SOURCE RECORDS below:

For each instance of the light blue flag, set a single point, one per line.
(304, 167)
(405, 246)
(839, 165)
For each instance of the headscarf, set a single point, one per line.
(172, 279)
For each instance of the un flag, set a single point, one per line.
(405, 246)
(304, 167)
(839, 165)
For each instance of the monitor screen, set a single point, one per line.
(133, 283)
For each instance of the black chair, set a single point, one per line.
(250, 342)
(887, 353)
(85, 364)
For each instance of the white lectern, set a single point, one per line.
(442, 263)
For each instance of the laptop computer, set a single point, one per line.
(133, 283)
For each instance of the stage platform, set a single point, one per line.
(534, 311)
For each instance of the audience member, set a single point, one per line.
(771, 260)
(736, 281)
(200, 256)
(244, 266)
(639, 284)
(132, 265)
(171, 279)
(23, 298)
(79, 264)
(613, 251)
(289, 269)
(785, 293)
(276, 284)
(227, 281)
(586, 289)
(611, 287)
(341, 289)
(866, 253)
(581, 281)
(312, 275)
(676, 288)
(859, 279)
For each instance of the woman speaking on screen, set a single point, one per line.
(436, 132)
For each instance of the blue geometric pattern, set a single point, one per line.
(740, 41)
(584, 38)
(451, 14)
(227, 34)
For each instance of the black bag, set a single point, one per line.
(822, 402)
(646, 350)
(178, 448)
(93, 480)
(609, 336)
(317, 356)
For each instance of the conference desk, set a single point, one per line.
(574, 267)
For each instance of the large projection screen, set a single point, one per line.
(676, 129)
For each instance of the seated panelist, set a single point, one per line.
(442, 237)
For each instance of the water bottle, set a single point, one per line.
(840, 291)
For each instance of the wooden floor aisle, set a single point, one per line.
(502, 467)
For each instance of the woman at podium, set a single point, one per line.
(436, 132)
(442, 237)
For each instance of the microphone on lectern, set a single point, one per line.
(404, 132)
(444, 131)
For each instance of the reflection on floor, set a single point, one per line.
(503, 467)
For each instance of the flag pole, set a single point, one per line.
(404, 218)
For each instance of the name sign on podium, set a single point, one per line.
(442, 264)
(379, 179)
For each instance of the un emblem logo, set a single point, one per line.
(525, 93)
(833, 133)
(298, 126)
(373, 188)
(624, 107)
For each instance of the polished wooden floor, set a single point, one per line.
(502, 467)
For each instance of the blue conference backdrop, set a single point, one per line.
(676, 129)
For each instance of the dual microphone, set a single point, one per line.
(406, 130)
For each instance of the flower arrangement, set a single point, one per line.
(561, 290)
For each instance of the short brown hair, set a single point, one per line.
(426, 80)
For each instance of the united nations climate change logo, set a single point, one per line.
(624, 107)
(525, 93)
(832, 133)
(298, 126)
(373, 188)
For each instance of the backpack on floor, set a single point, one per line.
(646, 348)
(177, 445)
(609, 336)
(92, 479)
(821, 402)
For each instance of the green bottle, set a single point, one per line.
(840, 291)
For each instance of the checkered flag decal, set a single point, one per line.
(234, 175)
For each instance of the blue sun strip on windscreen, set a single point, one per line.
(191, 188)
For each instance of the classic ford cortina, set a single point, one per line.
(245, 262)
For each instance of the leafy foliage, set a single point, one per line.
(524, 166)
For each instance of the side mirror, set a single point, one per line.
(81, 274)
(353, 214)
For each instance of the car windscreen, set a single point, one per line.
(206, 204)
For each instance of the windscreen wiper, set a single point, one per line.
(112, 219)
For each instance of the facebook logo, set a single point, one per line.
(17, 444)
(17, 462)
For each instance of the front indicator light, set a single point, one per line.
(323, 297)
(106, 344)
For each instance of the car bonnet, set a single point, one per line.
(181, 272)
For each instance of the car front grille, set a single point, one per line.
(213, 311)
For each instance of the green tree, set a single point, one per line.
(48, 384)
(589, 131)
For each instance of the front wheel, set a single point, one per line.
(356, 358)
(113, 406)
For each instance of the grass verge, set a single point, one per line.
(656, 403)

End of SOURCE RECORDS.

> _EXERCISE INSTRUCTIONS_
Each record above should be returned exactly as written.

> _EXERCISE RESPONSE_
For each instance of the light blue flag, set a single point, one per line.
(304, 167)
(405, 246)
(839, 165)
For each instance of the headscarf, set a single point, one per line.
(172, 279)
For each instance of the un flag, set a single point, one per line.
(405, 246)
(304, 167)
(839, 165)
For each instance of the monitor screen, set a single point, one per line.
(133, 283)
For each instance of the black chair, set a single point, one per line.
(250, 342)
(887, 353)
(85, 364)
For each instance of the white lectern, set a single point, one per line.
(442, 263)
For each instance of the laptop computer, set a single point, one per line.
(133, 283)
For each instance of the stage platform, set a single point, one per line.
(534, 311)
For each instance of the audience member, set a single point, one per line.
(771, 260)
(736, 281)
(200, 256)
(244, 266)
(639, 284)
(132, 265)
(171, 279)
(23, 298)
(79, 264)
(613, 251)
(289, 269)
(785, 293)
(276, 284)
(227, 281)
(586, 289)
(611, 287)
(341, 289)
(866, 253)
(581, 281)
(312, 275)
(676, 288)
(859, 279)
For each instance of the woman speaking on screen, set a single point, one per line.
(436, 132)
For each instance of the blue geometric pattern, set a single point, one per line.
(740, 41)
(584, 38)
(451, 14)
(227, 34)
For each instance of the black bag, set a single point, one per line.
(822, 402)
(646, 350)
(178, 448)
(93, 480)
(609, 336)
(317, 356)
For each instance of the conference desk, set a single point, one per line.
(574, 267)
For each instance of the large projection screen, set a single point, one per line.
(676, 129)
For each instance of the seated panelist, set a single point, one per line.
(442, 237)
For each instance of the water bottle, set a single point, one per line.
(840, 291)
For each instance of the wooden floor aisle, set a single point, one per line.
(502, 467)
For each instance of the woman at podium, set a single point, one per line.
(436, 132)
(442, 237)
For each instance of the microphone on lectern, set a single point, one per line.
(404, 132)
(444, 131)
For each instance of the reflection on floor, set a single point, one per line.
(503, 467)
For each instance of the flag pole, set a single point, one per line.
(404, 218)
For each instance of the name sign on podium, set a single point, one per line.
(442, 264)
(379, 179)
For each instance of the un emblem logo, set a single point, one per line.
(525, 93)
(833, 133)
(298, 126)
(373, 188)
(624, 107)
For each instance of the polished wooden floor, set a single point, one per line.
(502, 467)
For each instance of the blue conference backdrop, set a single point, one per line.
(676, 129)
For each instance of the dual microphone, set a single point, one per line.
(406, 130)
For each instance of the flower arrangement, set a single point, one per line.
(561, 290)
For each instance of the short brown hair, set a single point, one per line.
(426, 80)
For each instance of the united nations climate change logo, set a single point, one per line.
(624, 107)
(525, 93)
(832, 133)
(298, 126)
(373, 188)
For each instance of the backpack on floor, set a single point, one per line.
(646, 348)
(177, 445)
(609, 336)
(92, 479)
(821, 402)
For each instance of the green bottle, set a single point, one per line.
(840, 291)
For each instance of the checkered flag decal, set a single point, one per line.
(234, 175)
For each instance of the blue sun strip on windscreen, set a single point, one per line.
(191, 188)
For each instance of the classic ford cortina, set a single point, one per line.
(245, 262)
For each instance of the leafy foliage, set a single point, one per line.
(524, 166)
For each instance of the side mirror, set a single point, one per line.
(81, 274)
(353, 214)
For each instance of the car windscreen, set a single point, one per line.
(206, 204)
For each instance of the windscreen wiper, set a single point, one per line.
(112, 219)
For each instance of the facebook logo, set a single point, one per line.
(17, 444)
(17, 462)
For each instance of the front indicator light, set a single point, one per line.
(323, 297)
(106, 344)
For each instance of the car bonnet, set a single point, one per line.
(181, 272)
For each instance of the car front grille, set a single point, one per line.
(213, 311)
For each instance of the green tree, set a single point, one per line.
(48, 384)
(589, 131)
For each instance of the front wheel, set a single point, one per line.
(356, 358)
(113, 406)
For each instance of the grass verge, set a single point, one per line.
(656, 403)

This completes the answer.